Extracted entries

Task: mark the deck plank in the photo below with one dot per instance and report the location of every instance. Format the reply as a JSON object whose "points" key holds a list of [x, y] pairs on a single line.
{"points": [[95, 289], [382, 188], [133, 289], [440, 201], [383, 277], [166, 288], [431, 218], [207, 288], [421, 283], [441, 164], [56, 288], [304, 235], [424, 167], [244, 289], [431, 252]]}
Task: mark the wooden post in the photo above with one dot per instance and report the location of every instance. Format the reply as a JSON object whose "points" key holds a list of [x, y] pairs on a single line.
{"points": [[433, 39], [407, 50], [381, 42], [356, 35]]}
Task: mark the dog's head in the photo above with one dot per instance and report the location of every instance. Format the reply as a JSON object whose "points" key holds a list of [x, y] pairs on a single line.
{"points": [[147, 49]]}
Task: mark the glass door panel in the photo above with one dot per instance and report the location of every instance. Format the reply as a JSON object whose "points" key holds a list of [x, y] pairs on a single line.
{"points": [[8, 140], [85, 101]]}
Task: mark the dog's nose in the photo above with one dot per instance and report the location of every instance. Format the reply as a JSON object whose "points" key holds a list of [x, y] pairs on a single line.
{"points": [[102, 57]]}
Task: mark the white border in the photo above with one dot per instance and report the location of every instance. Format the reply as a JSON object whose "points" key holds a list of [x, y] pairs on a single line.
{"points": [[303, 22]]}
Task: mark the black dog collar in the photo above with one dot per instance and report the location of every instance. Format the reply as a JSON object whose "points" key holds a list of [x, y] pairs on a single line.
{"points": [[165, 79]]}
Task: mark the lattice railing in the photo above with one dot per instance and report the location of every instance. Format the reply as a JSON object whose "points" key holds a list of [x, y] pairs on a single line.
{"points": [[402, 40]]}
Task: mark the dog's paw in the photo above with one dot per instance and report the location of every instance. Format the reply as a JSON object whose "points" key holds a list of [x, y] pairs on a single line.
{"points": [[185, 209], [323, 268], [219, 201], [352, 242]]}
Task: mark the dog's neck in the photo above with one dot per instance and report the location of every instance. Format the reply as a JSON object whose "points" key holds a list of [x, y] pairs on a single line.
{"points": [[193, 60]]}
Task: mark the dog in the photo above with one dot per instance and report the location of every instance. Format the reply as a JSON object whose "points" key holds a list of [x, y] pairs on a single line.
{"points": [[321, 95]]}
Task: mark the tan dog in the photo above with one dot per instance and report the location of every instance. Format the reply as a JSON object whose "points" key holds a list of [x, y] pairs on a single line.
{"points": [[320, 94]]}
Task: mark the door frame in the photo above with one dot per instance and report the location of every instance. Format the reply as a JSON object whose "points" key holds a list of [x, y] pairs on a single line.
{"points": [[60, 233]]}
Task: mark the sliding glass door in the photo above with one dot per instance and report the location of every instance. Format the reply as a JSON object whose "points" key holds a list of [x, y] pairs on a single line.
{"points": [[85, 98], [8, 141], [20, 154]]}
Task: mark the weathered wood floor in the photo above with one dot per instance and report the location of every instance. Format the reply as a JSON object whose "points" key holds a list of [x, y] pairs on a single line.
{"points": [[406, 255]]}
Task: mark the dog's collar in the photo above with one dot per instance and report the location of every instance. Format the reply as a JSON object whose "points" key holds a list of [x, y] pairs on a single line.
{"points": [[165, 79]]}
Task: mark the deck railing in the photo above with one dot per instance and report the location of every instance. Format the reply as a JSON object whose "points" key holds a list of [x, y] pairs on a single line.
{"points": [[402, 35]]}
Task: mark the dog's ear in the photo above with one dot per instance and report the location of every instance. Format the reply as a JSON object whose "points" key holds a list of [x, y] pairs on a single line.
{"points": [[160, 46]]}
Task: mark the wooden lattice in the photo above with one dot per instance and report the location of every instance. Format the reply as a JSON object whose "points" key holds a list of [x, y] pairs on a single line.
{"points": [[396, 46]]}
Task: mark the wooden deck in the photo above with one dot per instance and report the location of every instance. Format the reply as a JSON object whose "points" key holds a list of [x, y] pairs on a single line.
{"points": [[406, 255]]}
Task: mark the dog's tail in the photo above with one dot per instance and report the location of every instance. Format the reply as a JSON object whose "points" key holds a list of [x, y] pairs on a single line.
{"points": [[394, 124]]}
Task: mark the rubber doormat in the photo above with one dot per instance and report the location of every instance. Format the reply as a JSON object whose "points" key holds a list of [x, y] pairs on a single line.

Aim of the task
Once more, write down the full material exactly as it appears.

Result of this exercise
Task: mark the deck plank in the photo below with one dot per instance and report the location of every instance. Format the reply as a JSON object whose "points" key holds a list of [x, y] pairs on a single line.
{"points": [[95, 289], [382, 188], [133, 289], [440, 201], [383, 277], [166, 288], [431, 218], [207, 288], [421, 283], [441, 164], [56, 288], [304, 235], [424, 167], [244, 289], [431, 252]]}
Task: mark the wooden post in the photo above with one dot per instance and report the location of every instance. Format the reply as a JSON object whose "points" key holds a list of [x, y] pairs on a single line.
{"points": [[433, 39], [407, 50], [381, 42], [356, 35]]}
Task: mark the dog's head in the photo above with one dot per instance and report the location of every instance. Format the reply as a JSON object whose "points" key holds a list of [x, y] pairs on a single line.
{"points": [[147, 49]]}
Task: mark the glass door panel in the photo above with one dot per instance and report the location of every instance. Format the reply as a JSON object whose "points" key holds a list of [x, y] pairs on a single line.
{"points": [[8, 140], [85, 101]]}
Task: mark the dog's nose in the photo above with one dot per instance and report the location of every instance. Format the reply as a JSON object whose "points" key holds a list of [x, y] pairs on a single line.
{"points": [[102, 57]]}
Task: mark the white border in the photo above with one dot per instance and report the location of every instance. Format the reply as a JSON object whose "points" key holds a list of [x, y] pairs on a single line.
{"points": [[303, 22]]}
Task: mark the black dog collar in the photo above with one dot per instance and report the location of every instance. Format the reply as a JSON object whose "points" key holds a list of [x, y] pairs on a single line.
{"points": [[165, 79]]}
Task: mark the lattice railing in the photo above with one dot per instance and report the location of every instance. Format the reply as a JSON object whose "points" key holds a list of [x, y] pairs on a single line.
{"points": [[402, 40]]}
Task: mark the dog's paw in the photo above with one dot per instance and report the location of every instance. Format the reply as a JSON object whose "points" key holds a list of [x, y] pairs on a single line.
{"points": [[185, 209], [323, 268], [219, 201], [352, 242]]}
Task: mark the dog's neck in the photo above with one dot per instance and report the location of every instance. Format the reply as a JSON object whose "points" key holds a list of [x, y] pairs on a single line.
{"points": [[193, 60]]}
Task: mark the dog in the photo above with one dot per instance and report the location of every instance. Format the reply as a JSON object whose "points" key holds a list of [x, y] pairs on a single line.
{"points": [[321, 95]]}
Task: mark the tan dog in the photo above with one dot per instance and report the location of every instance. Format the reply as a JSON object whose "points" key holds a list of [x, y] pairs on a single line.
{"points": [[320, 94]]}
Task: mark the door frame in the photo above with one dot per instance and report the location of every instance. Format the reply as a JSON object whose "points" key holds a list of [x, y] pairs on a single line.
{"points": [[60, 233]]}
Task: mark the sliding glass door in the photo above with one dot per instance and report the location of every instance. Format the reply as a JSON object whose "points" key holds a list of [x, y] pairs on a single line.
{"points": [[85, 98], [8, 141], [20, 154]]}
Task: mark the weathered wood floor in the photo above with one dot per instance and report the location of every instance. Format the reply as a JSON object whose "points" key holds a list of [x, y] pairs on a single line.
{"points": [[406, 255]]}
Task: mark the dog's collar in the photo above with one dot per instance and report the location of every instance. Format the reply as a JSON object whose "points" key holds a list of [x, y] pairs on a single line.
{"points": [[165, 79]]}
Task: mark the deck railing in the photo above with one dot per instance and report the location of every instance. Format the reply as a JSON object whose "points" key holds a list of [x, y] pairs on a single line.
{"points": [[402, 35]]}
Task: mark the dog's ear in the photo above with one dot per instance and report the location of every instance. Format the reply as a JSON object whose "points" key holds a list of [x, y] pairs on a single line.
{"points": [[160, 46]]}
Task: mark the wooden lattice in the photo above with one dot per instance and report the location of every instance. Format the reply as a JSON object whose "points" key holds a list of [x, y] pairs on a single line.
{"points": [[396, 46]]}
Task: mark the wooden deck in the photo above with one dot per instance and report the location of every instance. Format the reply as a JSON object whose "points" key holds a list of [x, y] pairs on a single line.
{"points": [[406, 255]]}
Task: mark the dog's tail in the photo above with one dot per instance and report the location of every instance. Format the reply as a JSON object whose "points" key holds a list of [x, y] pairs on a single line.
{"points": [[394, 124]]}
Task: mark the rubber doormat in the photo above with one dot per instance and report the location of every instance. Format the reply as a JSON object whose "points" key holds a list of [x, y] pairs on a single line.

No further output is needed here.